→ **WORK ORDER**:
Exact copy, pictures excluded: output the lines from the opening of the entries through the line bearing "output [(128, 39)].".

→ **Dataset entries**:
____

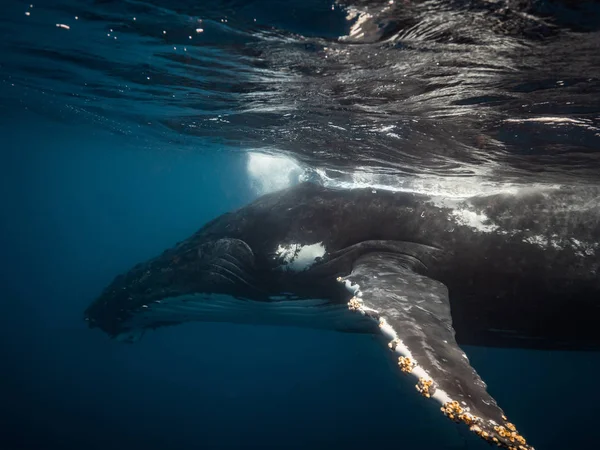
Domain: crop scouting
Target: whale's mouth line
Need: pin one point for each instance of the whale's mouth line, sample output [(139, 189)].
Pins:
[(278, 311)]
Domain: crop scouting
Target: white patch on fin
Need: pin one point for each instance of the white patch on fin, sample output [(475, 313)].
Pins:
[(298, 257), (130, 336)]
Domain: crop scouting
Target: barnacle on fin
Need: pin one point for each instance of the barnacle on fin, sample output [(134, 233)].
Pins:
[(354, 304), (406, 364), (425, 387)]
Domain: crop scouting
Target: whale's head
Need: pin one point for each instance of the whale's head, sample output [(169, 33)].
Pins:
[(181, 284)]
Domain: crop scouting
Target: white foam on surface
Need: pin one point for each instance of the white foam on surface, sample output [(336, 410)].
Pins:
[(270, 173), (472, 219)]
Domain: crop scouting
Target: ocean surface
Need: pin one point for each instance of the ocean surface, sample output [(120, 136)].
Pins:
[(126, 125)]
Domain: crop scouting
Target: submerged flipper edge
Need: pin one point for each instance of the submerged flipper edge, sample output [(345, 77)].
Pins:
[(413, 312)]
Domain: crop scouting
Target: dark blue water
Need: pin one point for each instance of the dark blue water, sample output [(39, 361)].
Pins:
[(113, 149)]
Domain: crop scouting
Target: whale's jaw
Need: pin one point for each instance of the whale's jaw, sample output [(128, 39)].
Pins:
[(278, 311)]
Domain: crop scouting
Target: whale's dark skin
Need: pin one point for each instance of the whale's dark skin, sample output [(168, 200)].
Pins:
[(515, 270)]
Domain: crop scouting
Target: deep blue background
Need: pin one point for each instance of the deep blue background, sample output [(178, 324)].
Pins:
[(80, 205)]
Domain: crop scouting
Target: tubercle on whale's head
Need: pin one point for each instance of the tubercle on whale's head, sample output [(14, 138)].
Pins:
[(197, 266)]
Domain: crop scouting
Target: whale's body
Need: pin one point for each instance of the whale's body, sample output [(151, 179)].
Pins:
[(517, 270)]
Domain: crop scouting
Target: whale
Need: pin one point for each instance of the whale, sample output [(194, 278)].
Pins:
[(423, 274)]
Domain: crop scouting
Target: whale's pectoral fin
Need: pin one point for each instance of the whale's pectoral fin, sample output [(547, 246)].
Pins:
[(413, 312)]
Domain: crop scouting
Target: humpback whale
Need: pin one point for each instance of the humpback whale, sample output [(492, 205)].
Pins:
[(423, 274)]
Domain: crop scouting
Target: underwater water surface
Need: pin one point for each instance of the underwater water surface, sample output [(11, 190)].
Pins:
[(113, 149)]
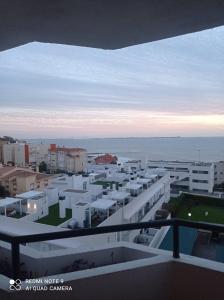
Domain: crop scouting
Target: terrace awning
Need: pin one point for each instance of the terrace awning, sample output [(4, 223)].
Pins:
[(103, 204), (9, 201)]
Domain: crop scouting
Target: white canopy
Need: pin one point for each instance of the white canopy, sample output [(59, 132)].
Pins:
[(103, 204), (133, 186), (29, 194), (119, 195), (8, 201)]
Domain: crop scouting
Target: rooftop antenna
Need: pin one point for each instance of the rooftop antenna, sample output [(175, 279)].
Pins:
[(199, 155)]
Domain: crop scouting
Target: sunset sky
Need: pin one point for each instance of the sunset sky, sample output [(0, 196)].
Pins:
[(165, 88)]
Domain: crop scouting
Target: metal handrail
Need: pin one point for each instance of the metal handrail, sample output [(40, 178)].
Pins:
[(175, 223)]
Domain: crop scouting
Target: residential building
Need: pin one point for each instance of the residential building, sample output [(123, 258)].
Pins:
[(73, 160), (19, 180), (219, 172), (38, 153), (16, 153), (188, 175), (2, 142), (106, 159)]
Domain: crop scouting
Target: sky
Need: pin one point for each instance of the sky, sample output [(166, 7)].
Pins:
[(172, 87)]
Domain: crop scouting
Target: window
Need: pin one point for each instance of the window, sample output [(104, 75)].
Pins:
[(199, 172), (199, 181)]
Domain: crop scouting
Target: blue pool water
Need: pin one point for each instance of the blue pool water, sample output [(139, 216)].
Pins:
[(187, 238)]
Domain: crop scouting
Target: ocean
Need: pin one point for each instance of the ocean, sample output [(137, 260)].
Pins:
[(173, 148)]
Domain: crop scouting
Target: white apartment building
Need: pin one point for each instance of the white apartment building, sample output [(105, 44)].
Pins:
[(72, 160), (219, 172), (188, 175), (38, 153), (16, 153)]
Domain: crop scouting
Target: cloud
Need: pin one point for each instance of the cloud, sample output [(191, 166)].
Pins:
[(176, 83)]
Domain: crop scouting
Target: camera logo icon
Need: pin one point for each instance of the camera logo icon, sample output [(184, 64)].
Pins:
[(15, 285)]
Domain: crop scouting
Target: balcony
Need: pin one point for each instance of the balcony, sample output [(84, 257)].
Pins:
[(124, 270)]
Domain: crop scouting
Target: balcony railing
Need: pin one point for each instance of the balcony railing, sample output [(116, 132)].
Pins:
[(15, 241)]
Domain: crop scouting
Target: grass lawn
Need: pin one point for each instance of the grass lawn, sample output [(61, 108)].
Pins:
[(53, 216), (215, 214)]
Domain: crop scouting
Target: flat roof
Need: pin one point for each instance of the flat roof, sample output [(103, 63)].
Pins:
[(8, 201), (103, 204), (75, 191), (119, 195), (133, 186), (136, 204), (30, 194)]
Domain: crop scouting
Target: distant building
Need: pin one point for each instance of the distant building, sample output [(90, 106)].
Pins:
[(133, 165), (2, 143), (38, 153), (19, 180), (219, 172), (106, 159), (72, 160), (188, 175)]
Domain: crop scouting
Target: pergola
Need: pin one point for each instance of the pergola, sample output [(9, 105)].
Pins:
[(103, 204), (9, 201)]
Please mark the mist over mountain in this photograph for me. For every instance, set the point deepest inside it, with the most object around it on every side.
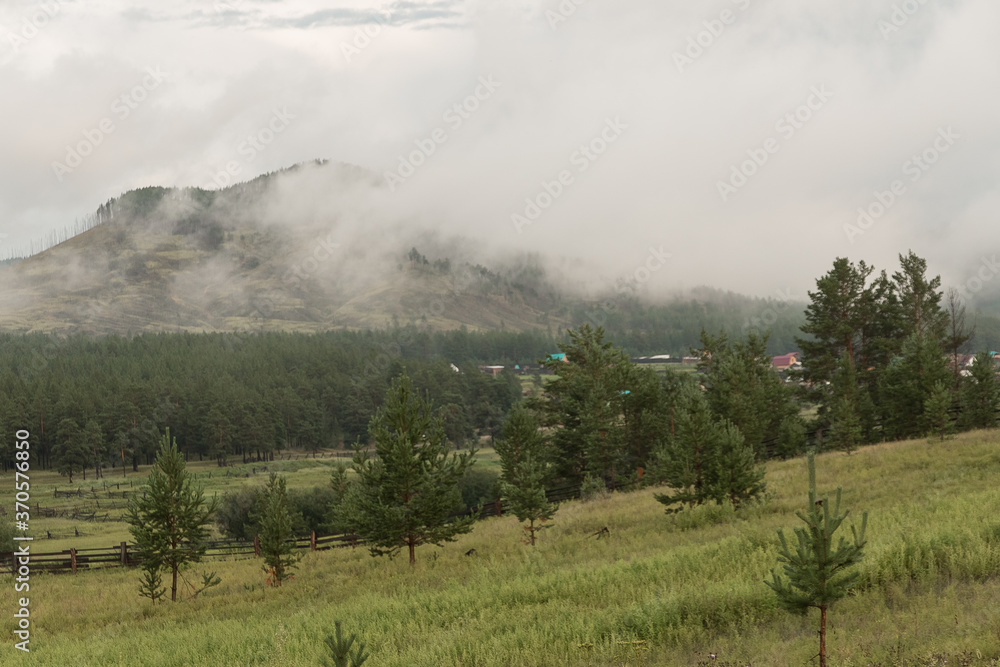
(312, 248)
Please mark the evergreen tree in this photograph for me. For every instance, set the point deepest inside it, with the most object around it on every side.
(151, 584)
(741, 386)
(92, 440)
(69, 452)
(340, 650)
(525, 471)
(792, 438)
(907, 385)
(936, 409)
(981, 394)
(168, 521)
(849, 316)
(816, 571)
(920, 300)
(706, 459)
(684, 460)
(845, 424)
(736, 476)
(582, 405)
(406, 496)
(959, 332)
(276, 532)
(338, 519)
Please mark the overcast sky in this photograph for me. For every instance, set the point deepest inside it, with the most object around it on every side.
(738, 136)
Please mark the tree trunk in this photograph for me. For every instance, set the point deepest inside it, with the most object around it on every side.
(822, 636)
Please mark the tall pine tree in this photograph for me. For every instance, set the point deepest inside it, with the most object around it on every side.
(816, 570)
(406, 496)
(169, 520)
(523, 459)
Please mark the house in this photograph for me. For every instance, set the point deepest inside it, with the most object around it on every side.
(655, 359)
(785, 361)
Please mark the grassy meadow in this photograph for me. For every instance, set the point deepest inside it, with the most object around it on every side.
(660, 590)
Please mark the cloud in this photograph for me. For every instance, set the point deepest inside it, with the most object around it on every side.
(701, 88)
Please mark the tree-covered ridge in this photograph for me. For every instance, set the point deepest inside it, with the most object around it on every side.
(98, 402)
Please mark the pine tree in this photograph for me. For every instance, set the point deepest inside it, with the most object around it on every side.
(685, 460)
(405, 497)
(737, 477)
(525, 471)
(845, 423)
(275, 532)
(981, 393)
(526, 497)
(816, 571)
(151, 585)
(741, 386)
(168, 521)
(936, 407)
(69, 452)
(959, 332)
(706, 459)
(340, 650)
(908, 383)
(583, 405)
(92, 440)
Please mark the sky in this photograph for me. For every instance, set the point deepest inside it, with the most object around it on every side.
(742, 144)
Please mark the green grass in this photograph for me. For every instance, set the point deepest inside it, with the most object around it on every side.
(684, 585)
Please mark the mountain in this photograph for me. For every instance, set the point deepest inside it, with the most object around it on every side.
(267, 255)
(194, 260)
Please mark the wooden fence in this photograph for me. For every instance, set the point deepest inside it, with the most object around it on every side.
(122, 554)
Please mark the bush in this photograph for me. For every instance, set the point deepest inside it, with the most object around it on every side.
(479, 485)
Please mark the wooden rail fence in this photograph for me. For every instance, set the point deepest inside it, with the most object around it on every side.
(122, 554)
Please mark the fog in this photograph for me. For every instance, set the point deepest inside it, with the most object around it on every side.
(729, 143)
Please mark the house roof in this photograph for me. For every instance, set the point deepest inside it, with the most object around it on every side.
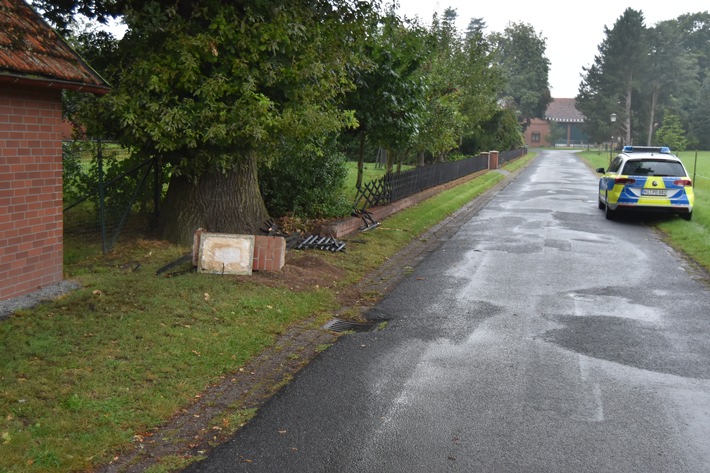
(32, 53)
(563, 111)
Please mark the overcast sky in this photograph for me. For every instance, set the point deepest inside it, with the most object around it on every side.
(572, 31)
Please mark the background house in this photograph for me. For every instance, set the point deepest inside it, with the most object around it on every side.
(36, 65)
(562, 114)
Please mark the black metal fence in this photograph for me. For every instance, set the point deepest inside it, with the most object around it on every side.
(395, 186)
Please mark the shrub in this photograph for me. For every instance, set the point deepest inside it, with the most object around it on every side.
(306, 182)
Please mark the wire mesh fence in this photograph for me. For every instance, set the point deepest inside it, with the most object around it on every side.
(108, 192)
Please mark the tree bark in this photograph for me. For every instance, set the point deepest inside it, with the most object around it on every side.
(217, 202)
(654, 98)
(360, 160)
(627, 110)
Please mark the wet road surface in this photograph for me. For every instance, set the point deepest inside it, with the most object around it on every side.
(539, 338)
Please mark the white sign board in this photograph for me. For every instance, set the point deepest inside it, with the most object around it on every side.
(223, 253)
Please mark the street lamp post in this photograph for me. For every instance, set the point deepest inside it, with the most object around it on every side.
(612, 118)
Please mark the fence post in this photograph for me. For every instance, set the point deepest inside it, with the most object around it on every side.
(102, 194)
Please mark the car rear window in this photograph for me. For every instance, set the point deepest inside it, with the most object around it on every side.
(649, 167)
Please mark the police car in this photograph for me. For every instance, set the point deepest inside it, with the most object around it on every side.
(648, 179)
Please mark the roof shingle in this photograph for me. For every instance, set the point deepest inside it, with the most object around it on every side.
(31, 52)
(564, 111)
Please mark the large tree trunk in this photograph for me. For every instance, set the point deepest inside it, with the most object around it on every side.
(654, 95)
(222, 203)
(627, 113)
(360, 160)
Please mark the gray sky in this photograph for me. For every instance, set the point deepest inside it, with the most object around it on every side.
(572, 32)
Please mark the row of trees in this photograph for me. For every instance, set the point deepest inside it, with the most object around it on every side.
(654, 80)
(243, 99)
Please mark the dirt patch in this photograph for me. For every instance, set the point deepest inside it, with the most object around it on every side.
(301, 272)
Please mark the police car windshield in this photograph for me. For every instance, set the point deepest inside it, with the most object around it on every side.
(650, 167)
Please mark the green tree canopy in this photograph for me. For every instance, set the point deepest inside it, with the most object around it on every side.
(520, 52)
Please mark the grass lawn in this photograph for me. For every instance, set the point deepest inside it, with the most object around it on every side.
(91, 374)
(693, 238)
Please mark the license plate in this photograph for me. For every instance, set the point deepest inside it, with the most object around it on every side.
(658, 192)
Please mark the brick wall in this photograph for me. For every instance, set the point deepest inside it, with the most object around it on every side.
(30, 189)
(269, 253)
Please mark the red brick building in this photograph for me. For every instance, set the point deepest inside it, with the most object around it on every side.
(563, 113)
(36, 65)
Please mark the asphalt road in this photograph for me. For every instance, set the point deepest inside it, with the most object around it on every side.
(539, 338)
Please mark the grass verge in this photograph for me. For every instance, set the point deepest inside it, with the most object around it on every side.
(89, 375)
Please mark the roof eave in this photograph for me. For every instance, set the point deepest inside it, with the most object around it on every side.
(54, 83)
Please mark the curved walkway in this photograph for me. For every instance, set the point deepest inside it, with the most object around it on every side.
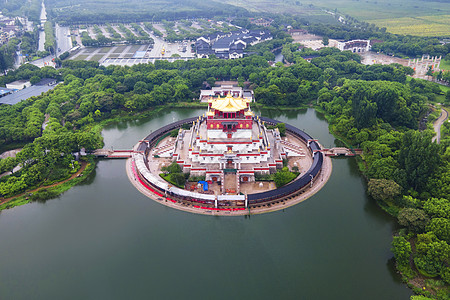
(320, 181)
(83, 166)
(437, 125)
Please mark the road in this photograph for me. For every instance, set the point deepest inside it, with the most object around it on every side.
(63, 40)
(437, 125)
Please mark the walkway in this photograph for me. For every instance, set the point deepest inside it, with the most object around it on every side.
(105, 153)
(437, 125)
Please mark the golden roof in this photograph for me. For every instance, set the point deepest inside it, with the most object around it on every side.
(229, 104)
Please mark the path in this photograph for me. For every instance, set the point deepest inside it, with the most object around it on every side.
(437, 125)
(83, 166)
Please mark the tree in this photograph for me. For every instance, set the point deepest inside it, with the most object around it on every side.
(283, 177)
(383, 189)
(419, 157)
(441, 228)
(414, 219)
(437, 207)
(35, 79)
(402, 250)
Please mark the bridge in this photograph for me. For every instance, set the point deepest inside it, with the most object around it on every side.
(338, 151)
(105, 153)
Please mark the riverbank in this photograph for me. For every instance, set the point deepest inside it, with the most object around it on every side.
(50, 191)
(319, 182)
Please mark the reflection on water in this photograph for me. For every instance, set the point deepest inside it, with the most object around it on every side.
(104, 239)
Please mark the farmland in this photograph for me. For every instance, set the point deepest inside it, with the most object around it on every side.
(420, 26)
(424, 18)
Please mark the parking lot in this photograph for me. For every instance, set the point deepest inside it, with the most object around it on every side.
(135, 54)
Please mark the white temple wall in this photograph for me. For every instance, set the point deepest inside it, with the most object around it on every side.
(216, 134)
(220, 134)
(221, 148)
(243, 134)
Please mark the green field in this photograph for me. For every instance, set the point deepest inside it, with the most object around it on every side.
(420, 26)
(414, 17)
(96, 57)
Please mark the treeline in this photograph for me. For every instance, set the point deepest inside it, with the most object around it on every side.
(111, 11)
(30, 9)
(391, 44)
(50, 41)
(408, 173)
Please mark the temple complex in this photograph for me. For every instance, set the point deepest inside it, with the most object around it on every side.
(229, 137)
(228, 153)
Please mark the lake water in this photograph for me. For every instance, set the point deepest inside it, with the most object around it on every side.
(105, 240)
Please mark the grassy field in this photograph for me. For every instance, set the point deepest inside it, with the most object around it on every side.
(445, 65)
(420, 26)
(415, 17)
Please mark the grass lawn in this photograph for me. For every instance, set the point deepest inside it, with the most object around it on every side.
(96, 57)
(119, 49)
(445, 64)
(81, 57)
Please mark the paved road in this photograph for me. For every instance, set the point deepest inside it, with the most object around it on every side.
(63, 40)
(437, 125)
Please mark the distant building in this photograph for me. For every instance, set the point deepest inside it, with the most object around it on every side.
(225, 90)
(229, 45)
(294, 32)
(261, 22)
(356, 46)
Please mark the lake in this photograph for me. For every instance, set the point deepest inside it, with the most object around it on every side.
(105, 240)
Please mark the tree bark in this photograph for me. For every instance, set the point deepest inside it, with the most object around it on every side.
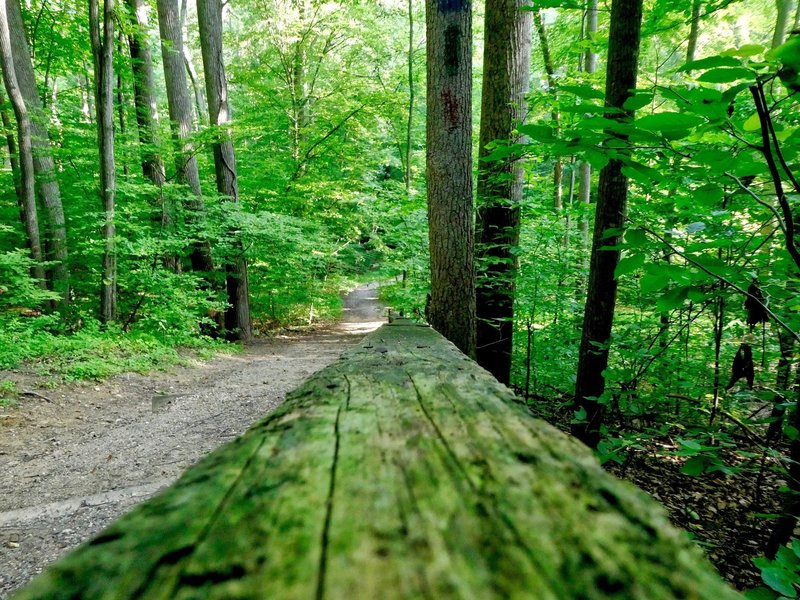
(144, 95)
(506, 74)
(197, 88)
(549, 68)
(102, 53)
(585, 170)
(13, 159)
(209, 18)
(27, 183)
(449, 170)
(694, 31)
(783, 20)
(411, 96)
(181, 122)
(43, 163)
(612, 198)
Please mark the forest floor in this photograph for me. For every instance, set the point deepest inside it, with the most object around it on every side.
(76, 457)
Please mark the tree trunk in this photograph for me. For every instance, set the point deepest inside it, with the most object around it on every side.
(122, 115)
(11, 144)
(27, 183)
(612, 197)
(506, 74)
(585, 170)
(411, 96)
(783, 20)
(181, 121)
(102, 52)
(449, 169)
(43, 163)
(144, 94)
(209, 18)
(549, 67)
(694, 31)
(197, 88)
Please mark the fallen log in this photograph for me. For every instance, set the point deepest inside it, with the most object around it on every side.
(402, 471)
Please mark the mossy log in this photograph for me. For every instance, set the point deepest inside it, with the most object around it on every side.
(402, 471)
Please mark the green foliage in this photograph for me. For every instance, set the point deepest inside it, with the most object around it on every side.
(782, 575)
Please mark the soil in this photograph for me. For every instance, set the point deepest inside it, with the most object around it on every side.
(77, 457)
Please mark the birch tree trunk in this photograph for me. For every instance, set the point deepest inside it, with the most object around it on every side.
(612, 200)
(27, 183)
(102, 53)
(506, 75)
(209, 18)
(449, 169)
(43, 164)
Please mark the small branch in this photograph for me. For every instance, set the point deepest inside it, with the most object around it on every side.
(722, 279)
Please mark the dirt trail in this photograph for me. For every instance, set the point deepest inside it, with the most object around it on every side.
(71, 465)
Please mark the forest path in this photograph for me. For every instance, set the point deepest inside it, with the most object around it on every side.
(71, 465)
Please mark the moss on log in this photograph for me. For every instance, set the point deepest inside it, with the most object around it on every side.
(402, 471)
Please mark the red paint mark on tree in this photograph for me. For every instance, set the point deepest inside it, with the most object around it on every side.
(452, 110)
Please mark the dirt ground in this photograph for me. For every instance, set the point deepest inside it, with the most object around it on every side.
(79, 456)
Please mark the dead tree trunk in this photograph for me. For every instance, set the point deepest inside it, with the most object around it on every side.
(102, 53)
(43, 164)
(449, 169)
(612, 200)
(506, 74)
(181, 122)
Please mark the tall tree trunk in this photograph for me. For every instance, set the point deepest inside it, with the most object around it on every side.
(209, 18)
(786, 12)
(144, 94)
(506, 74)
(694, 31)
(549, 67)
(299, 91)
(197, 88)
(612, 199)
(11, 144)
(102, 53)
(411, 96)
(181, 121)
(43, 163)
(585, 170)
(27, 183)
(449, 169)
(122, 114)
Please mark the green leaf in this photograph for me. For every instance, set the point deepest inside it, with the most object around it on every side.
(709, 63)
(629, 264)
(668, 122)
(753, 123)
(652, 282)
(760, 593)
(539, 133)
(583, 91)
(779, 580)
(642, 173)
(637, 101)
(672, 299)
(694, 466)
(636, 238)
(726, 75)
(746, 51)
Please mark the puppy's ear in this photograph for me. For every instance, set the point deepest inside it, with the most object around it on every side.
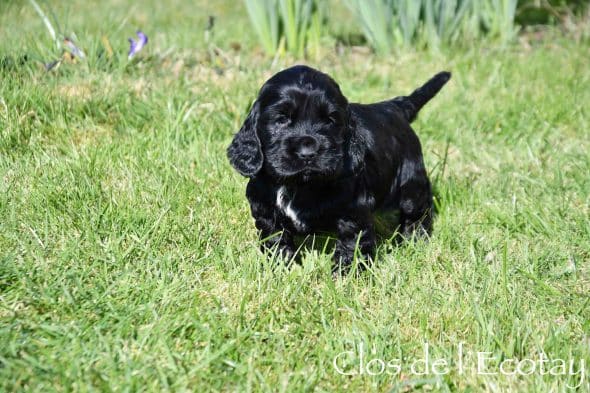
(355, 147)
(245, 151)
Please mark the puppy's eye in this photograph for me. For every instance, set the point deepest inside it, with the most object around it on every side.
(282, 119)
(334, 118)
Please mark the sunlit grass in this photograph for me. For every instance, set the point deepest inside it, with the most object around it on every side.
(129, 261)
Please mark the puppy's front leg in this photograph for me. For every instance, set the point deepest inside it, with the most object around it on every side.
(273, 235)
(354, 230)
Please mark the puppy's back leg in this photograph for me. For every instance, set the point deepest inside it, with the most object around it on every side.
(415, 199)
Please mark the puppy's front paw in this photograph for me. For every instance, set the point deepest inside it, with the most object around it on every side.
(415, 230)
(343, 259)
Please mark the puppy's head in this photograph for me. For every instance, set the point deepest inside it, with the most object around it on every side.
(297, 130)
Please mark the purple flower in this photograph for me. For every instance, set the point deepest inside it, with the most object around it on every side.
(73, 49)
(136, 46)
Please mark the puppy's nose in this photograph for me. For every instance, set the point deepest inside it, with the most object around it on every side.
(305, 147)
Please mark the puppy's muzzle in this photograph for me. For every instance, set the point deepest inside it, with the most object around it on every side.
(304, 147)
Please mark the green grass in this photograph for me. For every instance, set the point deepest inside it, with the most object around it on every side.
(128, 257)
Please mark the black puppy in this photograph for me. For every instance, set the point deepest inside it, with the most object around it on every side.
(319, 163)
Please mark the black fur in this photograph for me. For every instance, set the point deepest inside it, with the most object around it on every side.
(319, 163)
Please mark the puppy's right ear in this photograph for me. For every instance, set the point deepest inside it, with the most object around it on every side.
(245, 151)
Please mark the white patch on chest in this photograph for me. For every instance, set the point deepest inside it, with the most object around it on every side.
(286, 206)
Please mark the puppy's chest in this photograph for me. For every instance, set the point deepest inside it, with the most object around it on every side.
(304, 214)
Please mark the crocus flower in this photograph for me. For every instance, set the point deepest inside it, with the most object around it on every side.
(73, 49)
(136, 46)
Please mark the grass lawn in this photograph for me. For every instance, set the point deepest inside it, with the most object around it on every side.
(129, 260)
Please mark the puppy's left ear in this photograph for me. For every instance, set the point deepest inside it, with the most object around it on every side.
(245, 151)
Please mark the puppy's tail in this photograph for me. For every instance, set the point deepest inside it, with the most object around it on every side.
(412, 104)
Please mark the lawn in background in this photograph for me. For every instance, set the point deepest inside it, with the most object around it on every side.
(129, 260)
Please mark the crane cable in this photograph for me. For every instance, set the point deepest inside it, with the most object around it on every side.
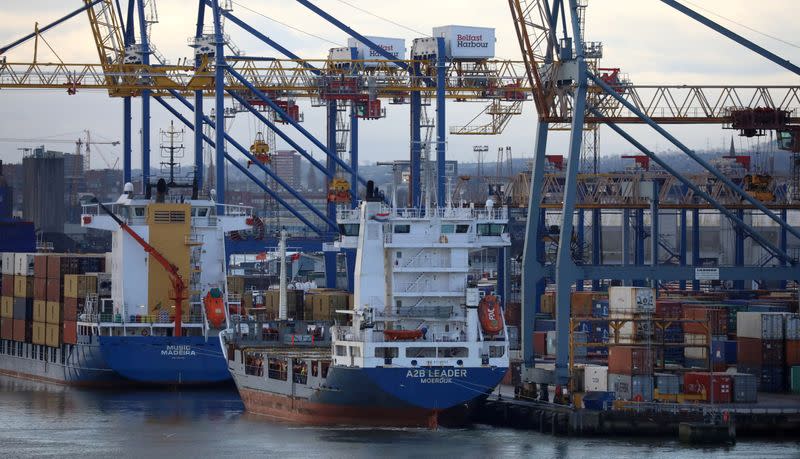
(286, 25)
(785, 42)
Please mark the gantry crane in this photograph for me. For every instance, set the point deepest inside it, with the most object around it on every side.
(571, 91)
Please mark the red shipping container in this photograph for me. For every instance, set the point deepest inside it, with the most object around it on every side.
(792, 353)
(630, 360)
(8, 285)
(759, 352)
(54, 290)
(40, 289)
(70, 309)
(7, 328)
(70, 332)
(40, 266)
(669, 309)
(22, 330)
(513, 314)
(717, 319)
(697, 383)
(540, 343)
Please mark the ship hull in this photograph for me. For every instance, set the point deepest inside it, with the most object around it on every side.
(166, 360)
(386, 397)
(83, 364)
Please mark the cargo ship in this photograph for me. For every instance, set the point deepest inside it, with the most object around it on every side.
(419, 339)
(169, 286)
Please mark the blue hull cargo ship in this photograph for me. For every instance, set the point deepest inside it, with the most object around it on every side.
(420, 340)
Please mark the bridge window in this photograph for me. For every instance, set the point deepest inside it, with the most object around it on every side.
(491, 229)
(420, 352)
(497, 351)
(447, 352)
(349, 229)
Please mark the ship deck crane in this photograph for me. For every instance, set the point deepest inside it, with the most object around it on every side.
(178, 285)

____

→ **ANSWER SECTION**:
Domain: crop scouting
Target: whale's mouth line
Need: pin one point for each instance of the whale's mouth line, sample output [(139, 189)].
Pins:
[(278, 311)]
Domain: crop scouting
Target: white patch on fin
Need: pin one point for each instance of the white patch on fin, sample output [(475, 313)].
Pins:
[(298, 257), (130, 336)]
Domain: crop scouting
Target: barnacle on fin
Need: pin one point for each instance of the barnacle on fin, sample output [(134, 233)].
Pins:
[(354, 304), (406, 364), (425, 387)]
Domain: crop scouting
Target: whale's head
Need: pin one point for each instance of the whale's head, sample output [(169, 33)].
Pins:
[(181, 284)]
Domain: crop scouting
Target: white foam on surface
Need: pin one point for each instance of the white foam on surface, sample output [(336, 410)].
Pins:
[(270, 173), (472, 219)]
Domain: crop scouting
Target: ocean surface
Need: pin one point for each instance of the ocean surface, sample output [(120, 136)].
Pins:
[(126, 125)]
Domain: crop scouting
Target: submerged flipper edge
Need: pin one point for each instance of the submerged flipper edge, sample output [(345, 77)].
Pins:
[(413, 312)]
Domain: crop scouting
Target: dark blue water
Need: pin one point for each instance of the dark blue water, sample output [(39, 361)].
Pins:
[(113, 149)]
Domain: crop scouting
Target: whale's jaw
Need: pin one point for each instance of the whale's jaw, sample output [(128, 39)].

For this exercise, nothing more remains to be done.